REQUIREMENTS >>
- a) Name every threaded message board that the passage on Void's infrastructure says Void has used over time.
- b) According to the passage on Void's infrastructure, which network hosts the IRC channel the team uses?
═══ PASSAGE TO READ ═══
Infrastructure as Code allows our distributed team to easily maintain our complex systems with a written record that we can refer back to. The ability to defer changes to an asynchronous review is imperative to manage the workflows of a distributed team.

Good Lines of Communication

Of course, all the infrastructure in the world doesn’t help if the people using it can’t effectively communicate. To make sure this issue doesn’t occur for Void, we have multiple forms of communication with different features. For real-time discussions and even some slower ones, we make use of IRC on Libera.chat. Though many communities appear to be moving away from synchronous text, we find that it works well for us. IRC is a great protocol that allows each member of the team to connect using the interface that they believe is the best for them, as well as to allow our automated systems to connect in as well.

For conversations that need more time or are generally going to be longer we make use of email or a group-scoped discussion on GitHub. This allows for threaded messaging and a topic that can persist for days or weeks if needed. Maintaining a long running thread can help us tease apart complicated issues or ensure everyone’s voice is heard. Long time users of Void may remember our forum, which has since been supplanted by a subreddit and most recently GitHub Discussions. These threaded message boards are also examples of places that we converse and exchange status information, but in a more social context.

For discussion that needs to pertain directly to our infrastructure, we open tickets against the infrastructure repo. This provides an extremely clear place to report issues, discuss fixes, and collate information relating to ongoing work. It also allows us to leverage GitHub’s commit message parsing to automatically resolve a discussion thread once a fix has been applied by closing the issue. For really large changes, we can also use GitHub projects, though in recent years we have not made use of this particular organization system for issues (we use tags).

No matter where we converse though, its always important to make sure we converse clearly and concisely. Void’s team speaks a variety of languages, though we mostly converse in English which is not known for its intuitive clarity. When making hazardous changes, we often push changes to a central location and ask for explicit review of dangerous parts, and call out clearly what the concerns are and what requires review. In this way we ensure that all of Void’s various services stay up, and our team members stay informed.

This post was authored by maldridge who runs most of the day to day operations of the Void fleet. On behalf of the entire Void team, I hope you have enjoyed this week’s dive into the infrastructure that makes Void happen, and have learned some new things. We’re always working to improve systems and make them easier to maintain or provide more useful features, so if you want to contribute, join us in IRC. Feel free to ask questions about this post or any of our others this week on GitHub Discussions or in IRC.

July 20, 2023

Infrastructure Week - Day 4: Downtime Both Planned and Not

Downtime Both Planned and Not

Yesterday we looked at what Void does to monitor the various services and systems that provide all our services, and how we can be alerted when issues occur. When we’re alerted, this means that whatever’s gone wrong needs to be handled by a human, but not always. Sometimes an alert can trip if we have systems down for planned maintenance activities. During these windows, we intentionally take down services in order to repair, replace, or upgrade components so that we don’t have unexpected breakage later.
═══ GIVEN DATA ═══
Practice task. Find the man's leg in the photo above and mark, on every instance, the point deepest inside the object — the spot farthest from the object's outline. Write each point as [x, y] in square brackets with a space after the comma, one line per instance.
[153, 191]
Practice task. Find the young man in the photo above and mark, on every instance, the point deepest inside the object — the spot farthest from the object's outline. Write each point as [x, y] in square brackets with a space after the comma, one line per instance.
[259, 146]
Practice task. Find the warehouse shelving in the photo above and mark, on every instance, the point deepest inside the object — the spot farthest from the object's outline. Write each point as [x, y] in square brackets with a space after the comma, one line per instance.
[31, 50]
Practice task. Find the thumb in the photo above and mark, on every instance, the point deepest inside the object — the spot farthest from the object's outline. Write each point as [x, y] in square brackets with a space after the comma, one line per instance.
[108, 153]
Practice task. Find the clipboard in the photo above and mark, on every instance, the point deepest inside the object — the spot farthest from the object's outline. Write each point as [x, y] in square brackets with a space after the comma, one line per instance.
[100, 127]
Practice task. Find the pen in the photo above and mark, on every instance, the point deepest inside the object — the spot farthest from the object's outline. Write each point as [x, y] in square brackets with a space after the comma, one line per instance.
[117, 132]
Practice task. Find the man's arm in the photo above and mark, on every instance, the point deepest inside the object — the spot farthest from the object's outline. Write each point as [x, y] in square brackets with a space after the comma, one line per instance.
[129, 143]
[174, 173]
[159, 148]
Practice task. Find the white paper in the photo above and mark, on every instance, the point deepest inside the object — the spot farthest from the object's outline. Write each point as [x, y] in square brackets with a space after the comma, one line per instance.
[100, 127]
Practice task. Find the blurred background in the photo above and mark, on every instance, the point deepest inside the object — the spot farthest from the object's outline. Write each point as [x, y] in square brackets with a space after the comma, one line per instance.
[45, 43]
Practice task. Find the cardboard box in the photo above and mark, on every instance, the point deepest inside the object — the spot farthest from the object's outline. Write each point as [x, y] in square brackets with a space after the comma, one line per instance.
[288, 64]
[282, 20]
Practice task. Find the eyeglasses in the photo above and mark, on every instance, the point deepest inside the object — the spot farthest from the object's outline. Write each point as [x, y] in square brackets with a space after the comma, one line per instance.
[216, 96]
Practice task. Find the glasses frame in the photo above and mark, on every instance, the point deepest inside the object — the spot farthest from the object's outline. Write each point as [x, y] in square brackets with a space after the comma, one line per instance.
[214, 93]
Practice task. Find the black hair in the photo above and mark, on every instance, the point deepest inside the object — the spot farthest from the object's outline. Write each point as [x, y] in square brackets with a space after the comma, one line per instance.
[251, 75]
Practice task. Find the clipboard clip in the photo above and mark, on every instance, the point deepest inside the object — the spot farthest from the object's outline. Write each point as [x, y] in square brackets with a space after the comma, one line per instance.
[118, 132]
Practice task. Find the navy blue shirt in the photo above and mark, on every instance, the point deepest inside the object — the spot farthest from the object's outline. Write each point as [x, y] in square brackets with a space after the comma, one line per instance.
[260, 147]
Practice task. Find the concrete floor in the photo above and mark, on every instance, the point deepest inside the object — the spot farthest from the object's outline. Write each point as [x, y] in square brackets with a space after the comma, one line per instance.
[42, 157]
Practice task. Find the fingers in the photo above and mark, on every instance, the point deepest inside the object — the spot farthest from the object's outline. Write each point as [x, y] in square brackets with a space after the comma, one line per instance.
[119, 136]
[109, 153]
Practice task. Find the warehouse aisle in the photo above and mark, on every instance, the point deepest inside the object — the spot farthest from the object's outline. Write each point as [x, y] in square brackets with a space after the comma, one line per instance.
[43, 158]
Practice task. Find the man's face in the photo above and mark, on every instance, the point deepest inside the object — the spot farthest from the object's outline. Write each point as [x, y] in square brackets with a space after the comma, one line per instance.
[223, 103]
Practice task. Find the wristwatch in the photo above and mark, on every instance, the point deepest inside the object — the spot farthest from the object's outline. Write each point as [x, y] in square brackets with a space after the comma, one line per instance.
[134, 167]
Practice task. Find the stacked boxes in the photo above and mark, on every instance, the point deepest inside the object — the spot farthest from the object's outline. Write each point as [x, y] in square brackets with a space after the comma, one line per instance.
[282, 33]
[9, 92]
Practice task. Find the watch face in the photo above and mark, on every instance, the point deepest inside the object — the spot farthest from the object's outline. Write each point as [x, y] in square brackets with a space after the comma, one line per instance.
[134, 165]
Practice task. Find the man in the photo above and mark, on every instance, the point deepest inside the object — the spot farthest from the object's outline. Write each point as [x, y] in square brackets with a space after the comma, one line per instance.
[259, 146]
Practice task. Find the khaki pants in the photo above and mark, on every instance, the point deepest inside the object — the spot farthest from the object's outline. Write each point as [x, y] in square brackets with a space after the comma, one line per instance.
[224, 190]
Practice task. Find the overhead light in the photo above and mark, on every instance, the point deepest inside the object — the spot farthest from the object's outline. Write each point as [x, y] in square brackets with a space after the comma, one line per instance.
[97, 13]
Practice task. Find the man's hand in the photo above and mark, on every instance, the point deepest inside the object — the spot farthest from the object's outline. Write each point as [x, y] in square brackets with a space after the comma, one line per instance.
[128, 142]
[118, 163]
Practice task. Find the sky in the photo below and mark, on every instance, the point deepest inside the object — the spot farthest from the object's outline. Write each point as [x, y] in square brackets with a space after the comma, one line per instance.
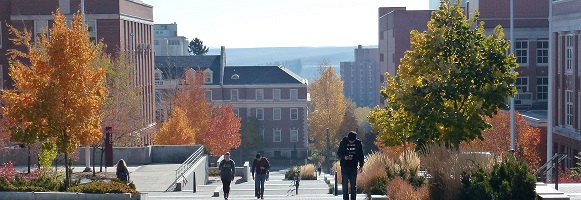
[277, 23]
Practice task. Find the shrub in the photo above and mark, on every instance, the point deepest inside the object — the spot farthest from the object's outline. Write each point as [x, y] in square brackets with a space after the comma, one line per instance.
[403, 190]
[101, 187]
[308, 172]
[509, 179]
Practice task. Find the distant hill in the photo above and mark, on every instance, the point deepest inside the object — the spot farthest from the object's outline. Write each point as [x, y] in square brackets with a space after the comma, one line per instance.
[303, 61]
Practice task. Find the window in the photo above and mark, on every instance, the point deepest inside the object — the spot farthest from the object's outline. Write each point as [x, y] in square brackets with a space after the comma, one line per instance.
[542, 88]
[236, 111]
[522, 84]
[294, 94]
[233, 95]
[259, 94]
[276, 114]
[294, 135]
[294, 114]
[39, 25]
[276, 94]
[276, 135]
[521, 51]
[569, 108]
[260, 114]
[209, 95]
[208, 79]
[569, 56]
[542, 52]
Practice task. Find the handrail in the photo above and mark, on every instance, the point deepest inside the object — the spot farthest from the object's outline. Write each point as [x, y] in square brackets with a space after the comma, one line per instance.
[549, 164]
[184, 168]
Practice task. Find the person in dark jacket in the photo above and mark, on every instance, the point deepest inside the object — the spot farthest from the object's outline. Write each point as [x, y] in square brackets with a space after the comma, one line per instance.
[122, 172]
[350, 154]
[260, 165]
[227, 170]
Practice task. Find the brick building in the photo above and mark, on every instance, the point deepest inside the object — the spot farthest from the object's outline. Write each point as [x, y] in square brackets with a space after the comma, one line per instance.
[125, 25]
[273, 94]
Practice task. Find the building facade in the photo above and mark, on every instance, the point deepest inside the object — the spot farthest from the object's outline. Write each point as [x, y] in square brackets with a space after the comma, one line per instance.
[166, 41]
[361, 77]
[273, 94]
[123, 25]
[565, 117]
═══
RESULTS >>
- a)
- The forum
- A subreddit
- GitHub Discussions

- b) Libera.chat